PROBLEM A: In the listing below, format each line from the one containing "air conditioner unit" through the final line of the listing as a string in a JSON list, omitting blank lines.

SELECTED TEXT:
>> START

USD perched near highs ahead of pivotal FOMC

Forex 7 minutes to read

John Hardy

Head of FX Strategy

Summary:  The greenback is eyeing its highs for the cycle ahead of an FOMC meeting this week that is expected to bring a dovish hike from the Powell Fed. Signs of a widening credit crunch will certainly see a more cautious Fed, but is this already in the price for the big dollar?


A pivotal week ahead after Wall Street closed last week on a sour note near key support levels stretching back to the beginning of the year (the 2600 area in the S&P 500, for example) and the ugly drawdown in equity markets in February. Signs of a widening credit crunch are intensifying in corporate credit, where the FT notes that “December on course to be first month without junk bond sale since Lehman crash” (paywall) and over at Bloomberg, John Authers discusses financial stocks globally and frets whether they are the “canary in the coalmine” for global asset markets, given their tendency to lead the market to the downside in times of turmoil.

This brings us to the matter of this week’s Federal Open Market Committee meeting. Fed chair Powell has been rather clear in expressing his belief that inflation is not a factor driving risks to the economy, and that financial stability is perhaps the most important factor in what drives cycles of economic weakness.

Coming into this week, the alarm bells are sounding in corporate credit and the US dollar is perched at its highest levels since early 2017. It is clearly time for the Fed to blink and that is what the market is pricing – but how profound will the actual blink prove on Wednesday and is the market watching the Fed or has the credit crunch taken on its own momentum that will only be reversed when the Fed not only blinks, but goes into full reverse? 

The US risks another government shutdown ahead of the New Year as Trump demands border wall funding and can’t get it from what will be an increasingly obstreperous opposition next year as the new Congress commences on January 3. The GOP willingness to join battle over the border wall appears less than enthusiastic.

>> END

THE RECORDS:
>> START

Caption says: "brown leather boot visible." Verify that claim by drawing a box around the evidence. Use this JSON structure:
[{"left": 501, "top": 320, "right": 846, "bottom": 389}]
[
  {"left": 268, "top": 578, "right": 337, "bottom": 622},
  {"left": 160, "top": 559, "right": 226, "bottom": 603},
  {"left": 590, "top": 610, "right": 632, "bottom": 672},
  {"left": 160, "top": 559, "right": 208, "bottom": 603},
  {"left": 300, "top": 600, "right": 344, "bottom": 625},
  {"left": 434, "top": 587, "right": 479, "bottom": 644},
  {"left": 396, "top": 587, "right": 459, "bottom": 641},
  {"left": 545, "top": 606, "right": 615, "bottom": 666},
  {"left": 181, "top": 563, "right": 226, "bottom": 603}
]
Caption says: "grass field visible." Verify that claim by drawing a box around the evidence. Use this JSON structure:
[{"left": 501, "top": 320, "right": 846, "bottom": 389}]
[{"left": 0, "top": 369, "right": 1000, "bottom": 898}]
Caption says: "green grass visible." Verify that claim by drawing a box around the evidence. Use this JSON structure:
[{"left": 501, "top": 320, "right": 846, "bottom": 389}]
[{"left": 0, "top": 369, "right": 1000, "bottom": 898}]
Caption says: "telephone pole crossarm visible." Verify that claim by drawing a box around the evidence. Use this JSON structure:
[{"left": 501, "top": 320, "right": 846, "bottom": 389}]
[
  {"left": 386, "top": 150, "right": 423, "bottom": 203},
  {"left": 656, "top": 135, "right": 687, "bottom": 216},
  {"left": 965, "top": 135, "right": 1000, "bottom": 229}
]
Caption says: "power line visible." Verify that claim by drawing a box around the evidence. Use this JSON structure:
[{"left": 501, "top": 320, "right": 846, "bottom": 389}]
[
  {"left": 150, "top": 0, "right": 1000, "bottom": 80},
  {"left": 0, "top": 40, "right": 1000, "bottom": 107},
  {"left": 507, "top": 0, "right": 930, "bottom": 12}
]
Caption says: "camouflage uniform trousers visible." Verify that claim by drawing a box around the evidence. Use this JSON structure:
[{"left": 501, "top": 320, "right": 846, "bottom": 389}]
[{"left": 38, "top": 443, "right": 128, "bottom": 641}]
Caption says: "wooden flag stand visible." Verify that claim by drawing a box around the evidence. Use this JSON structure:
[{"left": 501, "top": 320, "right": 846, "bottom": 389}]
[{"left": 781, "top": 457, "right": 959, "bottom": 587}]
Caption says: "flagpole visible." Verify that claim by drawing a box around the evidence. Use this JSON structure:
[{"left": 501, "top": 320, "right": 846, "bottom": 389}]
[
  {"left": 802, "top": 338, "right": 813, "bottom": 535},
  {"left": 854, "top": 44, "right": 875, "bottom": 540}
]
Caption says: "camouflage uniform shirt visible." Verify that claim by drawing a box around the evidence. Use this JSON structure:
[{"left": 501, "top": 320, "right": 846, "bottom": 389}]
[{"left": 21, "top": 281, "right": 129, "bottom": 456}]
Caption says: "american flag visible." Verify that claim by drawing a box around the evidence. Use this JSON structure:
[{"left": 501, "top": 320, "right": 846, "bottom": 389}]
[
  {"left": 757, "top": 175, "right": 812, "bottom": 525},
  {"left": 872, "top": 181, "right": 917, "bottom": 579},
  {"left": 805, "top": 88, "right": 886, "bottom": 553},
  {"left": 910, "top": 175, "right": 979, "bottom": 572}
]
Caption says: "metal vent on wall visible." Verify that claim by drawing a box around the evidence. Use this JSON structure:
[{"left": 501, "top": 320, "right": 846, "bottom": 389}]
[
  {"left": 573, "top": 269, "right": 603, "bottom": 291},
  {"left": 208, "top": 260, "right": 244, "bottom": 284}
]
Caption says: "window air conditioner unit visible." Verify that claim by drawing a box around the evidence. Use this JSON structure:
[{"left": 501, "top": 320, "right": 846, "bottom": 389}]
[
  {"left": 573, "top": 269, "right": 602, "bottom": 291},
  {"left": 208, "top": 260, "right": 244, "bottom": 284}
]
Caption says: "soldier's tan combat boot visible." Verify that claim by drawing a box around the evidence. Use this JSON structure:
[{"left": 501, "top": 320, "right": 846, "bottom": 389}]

>> END

PROBLEM B: Reproduce the passage of the dollar commentary verbatim from "USD perched near" to "the big dollar?".

EXPECTED OUTPUT A:
[
  "Caption says: \"window air conditioner unit visible.\" Verify that claim by drawing a box around the evidence. Use this JSON structure:",
  "[{\"left\": 501, \"top\": 320, \"right\": 846, \"bottom\": 389}]",
  "[",
  "  {\"left\": 573, \"top\": 269, \"right\": 602, \"bottom\": 291},",
  "  {\"left\": 208, \"top\": 260, \"right\": 244, \"bottom\": 284}",
  "]",
  "Caption says: \"soldier's tan combat boot visible.\" Verify that claim by drawing a box around the evidence. Use this JSON structure:",
  "[{\"left\": 501, \"top\": 320, \"right\": 846, \"bottom\": 389}]"
]

EXPECTED OUTPUT B:
USD perched near highs ahead of pivotal FOMC

Forex 7 minutes to read

John Hardy

Head of FX Strategy

Summary:  The greenback is eyeing its highs for the cycle ahead of an FOMC meeting this week that is expected to bring a dovish hike from the Powell Fed. Signs of a widening credit crunch will certainly see a more cautious Fed, but is this already in the price for the big dollar?